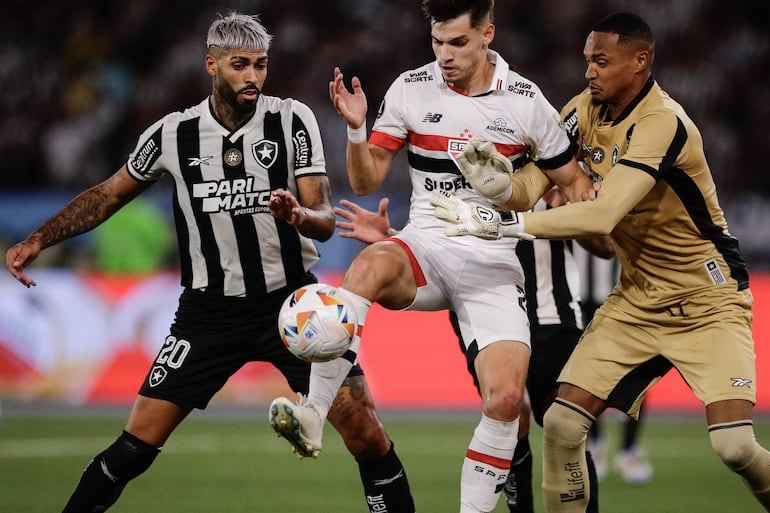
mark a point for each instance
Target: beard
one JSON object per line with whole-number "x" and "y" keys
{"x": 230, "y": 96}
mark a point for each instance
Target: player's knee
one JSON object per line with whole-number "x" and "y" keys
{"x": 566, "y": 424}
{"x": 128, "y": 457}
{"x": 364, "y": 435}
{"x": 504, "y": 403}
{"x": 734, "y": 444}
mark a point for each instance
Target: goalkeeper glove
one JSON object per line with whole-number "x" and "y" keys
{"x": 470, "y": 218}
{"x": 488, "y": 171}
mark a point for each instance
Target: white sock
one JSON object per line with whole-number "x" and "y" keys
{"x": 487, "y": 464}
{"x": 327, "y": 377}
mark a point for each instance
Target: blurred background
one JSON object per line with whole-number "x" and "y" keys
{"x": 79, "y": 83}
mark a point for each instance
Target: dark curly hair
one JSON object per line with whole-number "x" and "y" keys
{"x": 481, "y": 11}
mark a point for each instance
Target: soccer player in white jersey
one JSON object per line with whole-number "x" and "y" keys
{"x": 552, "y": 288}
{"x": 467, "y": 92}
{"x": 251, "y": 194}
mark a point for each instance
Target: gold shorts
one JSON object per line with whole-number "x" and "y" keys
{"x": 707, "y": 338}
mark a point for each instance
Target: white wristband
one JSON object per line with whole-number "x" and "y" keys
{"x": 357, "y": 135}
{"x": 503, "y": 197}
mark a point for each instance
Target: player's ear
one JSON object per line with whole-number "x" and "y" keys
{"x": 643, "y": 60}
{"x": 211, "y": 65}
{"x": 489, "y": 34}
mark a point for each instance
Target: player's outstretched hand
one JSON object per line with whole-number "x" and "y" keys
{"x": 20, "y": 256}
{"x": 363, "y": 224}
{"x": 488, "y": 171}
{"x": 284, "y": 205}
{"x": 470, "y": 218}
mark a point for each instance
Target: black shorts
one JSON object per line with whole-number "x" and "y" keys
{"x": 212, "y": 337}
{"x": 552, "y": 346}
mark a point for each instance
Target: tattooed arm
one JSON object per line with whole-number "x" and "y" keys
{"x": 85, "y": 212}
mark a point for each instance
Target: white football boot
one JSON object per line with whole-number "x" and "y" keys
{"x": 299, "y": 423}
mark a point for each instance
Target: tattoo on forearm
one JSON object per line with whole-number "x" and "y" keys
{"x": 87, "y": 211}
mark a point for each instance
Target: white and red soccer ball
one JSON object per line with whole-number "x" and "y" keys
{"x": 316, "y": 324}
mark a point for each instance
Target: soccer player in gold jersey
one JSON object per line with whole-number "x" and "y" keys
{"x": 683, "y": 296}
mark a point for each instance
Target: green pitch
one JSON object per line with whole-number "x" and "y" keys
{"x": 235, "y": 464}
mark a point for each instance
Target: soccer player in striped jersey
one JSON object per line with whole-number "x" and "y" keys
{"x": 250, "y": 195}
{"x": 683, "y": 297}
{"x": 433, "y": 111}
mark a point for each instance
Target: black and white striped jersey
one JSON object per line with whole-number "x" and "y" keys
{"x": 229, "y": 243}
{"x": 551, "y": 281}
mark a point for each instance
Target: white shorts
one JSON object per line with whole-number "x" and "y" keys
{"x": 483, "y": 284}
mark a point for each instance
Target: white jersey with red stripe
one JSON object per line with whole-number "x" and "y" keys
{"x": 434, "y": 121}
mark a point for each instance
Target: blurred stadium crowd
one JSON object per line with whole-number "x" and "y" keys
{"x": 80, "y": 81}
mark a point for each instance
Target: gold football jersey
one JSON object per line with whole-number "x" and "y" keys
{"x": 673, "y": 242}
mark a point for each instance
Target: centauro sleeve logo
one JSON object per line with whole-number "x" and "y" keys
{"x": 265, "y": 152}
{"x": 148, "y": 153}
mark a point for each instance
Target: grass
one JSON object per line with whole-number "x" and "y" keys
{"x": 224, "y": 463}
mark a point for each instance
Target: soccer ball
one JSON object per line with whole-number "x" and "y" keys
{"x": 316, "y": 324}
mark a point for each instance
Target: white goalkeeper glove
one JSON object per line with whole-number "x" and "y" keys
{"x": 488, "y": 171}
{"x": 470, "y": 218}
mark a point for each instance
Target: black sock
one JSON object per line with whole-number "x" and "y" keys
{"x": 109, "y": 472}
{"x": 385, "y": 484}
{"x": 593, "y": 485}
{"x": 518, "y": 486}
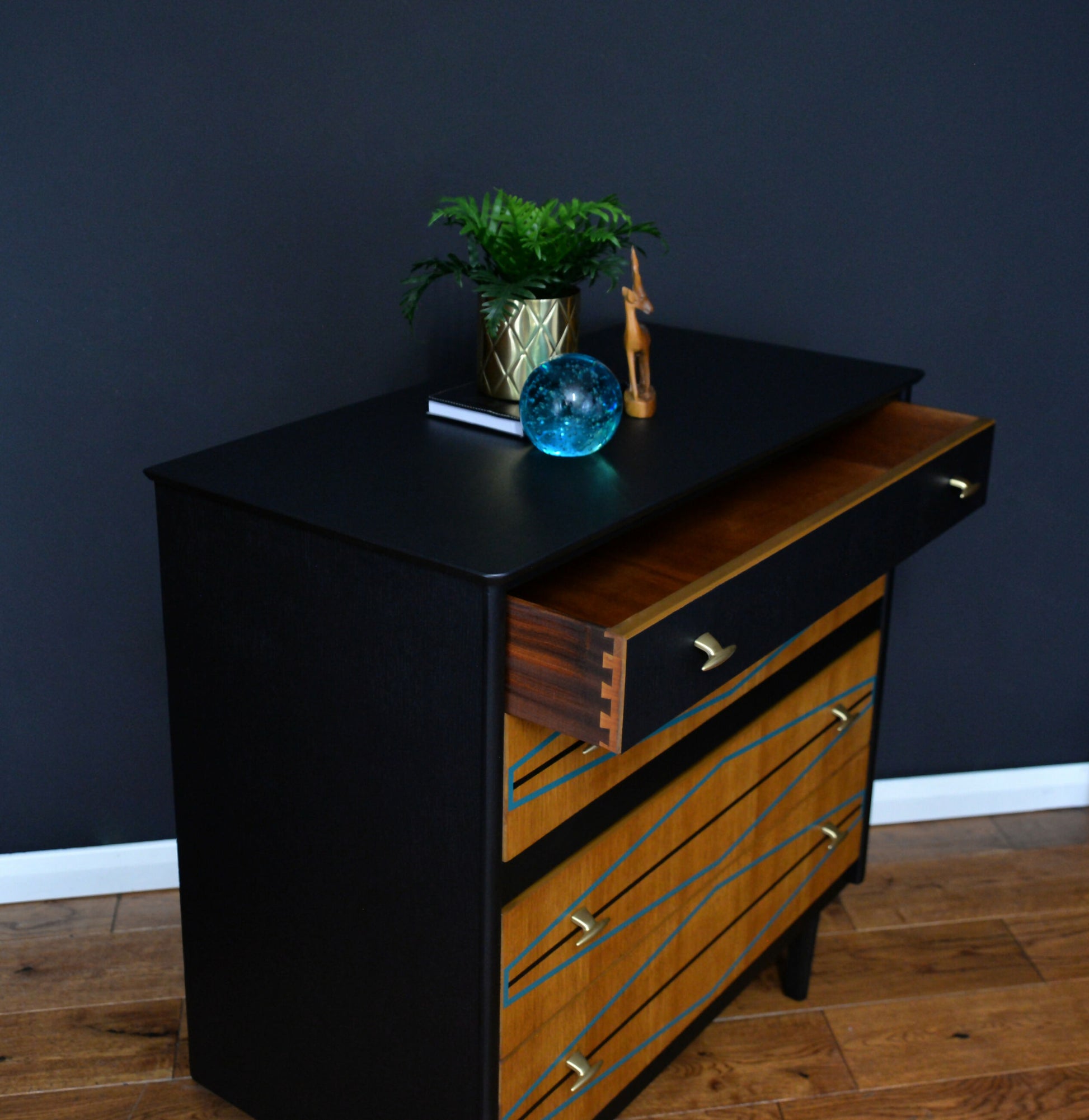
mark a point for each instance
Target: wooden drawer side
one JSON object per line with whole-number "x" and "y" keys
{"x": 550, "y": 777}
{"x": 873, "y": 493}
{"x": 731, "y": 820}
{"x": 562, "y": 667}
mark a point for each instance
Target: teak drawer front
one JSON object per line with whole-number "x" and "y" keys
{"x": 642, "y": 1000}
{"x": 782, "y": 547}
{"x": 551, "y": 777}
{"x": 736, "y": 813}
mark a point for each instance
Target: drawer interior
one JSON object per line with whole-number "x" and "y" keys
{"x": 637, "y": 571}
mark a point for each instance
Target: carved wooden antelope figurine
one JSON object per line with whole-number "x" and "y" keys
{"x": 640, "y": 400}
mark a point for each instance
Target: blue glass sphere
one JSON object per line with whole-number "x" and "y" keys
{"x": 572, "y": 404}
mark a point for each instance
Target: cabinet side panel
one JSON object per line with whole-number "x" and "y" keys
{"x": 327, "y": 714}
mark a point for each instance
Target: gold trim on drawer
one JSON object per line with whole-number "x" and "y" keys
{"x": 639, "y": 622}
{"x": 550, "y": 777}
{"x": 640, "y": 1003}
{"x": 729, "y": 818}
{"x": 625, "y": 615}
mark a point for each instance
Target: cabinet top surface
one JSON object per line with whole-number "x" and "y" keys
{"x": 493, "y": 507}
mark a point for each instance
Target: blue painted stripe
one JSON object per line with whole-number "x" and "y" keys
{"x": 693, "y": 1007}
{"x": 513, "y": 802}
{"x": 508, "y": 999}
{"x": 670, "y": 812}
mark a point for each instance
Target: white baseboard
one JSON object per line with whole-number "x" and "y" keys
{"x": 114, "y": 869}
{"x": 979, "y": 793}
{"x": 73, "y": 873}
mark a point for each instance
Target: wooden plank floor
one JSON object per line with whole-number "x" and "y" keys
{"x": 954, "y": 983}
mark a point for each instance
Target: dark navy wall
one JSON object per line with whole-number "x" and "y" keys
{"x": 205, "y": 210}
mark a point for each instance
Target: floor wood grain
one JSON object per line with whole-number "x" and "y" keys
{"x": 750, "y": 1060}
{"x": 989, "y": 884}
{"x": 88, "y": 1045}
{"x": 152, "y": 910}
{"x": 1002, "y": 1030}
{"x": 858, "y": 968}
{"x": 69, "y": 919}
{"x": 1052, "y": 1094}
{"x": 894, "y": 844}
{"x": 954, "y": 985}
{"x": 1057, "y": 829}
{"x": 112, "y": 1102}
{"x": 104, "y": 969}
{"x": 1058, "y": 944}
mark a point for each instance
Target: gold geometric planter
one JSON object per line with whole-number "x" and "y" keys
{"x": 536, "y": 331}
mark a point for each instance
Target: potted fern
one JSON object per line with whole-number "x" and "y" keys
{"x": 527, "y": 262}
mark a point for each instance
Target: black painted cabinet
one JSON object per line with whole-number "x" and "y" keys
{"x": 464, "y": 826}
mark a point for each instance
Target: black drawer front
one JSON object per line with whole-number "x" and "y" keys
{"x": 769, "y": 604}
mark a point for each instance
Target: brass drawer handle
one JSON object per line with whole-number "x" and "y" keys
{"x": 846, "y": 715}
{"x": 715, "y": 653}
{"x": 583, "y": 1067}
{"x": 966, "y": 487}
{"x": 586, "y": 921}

* * *

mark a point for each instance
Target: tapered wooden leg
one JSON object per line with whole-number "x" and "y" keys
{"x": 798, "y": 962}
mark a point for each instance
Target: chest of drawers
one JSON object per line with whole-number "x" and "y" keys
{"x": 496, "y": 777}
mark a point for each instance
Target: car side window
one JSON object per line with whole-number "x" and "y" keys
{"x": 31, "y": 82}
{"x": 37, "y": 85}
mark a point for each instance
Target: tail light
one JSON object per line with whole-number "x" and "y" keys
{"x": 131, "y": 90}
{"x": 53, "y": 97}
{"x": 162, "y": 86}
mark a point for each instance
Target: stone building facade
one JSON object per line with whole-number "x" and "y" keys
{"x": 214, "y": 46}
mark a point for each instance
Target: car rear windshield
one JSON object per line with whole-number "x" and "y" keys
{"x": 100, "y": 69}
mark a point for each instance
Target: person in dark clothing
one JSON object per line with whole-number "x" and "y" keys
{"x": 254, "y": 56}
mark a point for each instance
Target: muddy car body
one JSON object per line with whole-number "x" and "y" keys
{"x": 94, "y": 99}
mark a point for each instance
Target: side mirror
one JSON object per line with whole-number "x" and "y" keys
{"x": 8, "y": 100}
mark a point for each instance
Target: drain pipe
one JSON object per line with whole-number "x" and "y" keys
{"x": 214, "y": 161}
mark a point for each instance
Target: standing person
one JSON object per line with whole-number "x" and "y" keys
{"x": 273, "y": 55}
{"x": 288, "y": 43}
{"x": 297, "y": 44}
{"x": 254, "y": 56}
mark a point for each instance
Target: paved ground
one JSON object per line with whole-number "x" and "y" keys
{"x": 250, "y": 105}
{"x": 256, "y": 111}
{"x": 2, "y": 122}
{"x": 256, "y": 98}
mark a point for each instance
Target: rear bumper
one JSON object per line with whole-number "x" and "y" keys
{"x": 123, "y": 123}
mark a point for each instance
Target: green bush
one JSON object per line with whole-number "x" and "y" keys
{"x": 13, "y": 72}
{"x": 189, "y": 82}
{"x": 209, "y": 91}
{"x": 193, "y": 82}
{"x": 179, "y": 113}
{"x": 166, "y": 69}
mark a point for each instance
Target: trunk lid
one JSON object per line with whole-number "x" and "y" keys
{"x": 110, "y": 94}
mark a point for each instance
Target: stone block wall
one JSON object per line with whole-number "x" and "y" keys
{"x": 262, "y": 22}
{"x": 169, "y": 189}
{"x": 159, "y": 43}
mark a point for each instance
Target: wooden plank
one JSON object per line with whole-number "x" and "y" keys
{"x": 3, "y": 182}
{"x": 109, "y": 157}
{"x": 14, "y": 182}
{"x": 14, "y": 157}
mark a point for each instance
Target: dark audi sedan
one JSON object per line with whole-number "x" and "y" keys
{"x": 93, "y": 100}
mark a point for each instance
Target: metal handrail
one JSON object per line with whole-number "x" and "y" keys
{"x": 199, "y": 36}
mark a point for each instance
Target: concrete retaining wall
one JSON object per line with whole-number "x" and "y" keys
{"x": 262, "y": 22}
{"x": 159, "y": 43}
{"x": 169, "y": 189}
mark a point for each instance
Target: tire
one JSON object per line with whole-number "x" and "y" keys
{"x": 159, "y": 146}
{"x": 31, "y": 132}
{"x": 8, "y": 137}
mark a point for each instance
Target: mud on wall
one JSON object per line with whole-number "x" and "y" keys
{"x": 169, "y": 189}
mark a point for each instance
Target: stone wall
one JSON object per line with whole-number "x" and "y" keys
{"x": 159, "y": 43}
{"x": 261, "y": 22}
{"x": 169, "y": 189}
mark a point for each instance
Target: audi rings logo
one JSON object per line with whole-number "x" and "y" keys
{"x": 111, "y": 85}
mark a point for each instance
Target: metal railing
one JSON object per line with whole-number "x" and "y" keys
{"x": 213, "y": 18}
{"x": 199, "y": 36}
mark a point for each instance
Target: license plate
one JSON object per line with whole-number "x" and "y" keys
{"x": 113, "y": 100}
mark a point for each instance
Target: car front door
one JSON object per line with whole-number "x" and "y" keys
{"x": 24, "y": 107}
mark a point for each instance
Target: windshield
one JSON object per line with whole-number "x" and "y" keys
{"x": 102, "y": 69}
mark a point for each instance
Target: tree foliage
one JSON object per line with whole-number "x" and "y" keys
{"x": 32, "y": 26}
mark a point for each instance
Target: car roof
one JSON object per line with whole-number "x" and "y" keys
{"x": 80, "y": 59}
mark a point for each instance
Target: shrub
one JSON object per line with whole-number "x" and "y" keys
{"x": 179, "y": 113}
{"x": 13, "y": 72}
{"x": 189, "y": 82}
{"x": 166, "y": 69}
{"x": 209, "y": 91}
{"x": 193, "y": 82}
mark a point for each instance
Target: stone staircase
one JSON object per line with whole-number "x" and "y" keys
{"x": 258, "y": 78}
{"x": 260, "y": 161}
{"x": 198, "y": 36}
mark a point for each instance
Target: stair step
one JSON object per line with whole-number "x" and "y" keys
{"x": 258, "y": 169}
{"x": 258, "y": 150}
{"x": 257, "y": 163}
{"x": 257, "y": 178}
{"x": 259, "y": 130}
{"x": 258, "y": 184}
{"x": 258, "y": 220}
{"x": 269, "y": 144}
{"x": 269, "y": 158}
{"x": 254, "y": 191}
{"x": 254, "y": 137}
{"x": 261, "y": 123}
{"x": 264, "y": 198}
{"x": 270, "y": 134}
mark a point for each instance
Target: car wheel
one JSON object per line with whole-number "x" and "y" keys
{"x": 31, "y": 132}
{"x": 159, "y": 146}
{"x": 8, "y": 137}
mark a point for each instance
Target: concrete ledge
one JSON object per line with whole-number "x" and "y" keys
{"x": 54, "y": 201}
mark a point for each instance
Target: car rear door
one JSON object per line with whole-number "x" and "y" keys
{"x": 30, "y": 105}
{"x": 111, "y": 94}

THE PROBLEM: Reproduce every line of the records containing the string "dark".

RESPONSE TO THE EXERCISE:
Target: dark curly hair
Target: dark navy wall
Target: person in dark clothing
Target: dark audi sedan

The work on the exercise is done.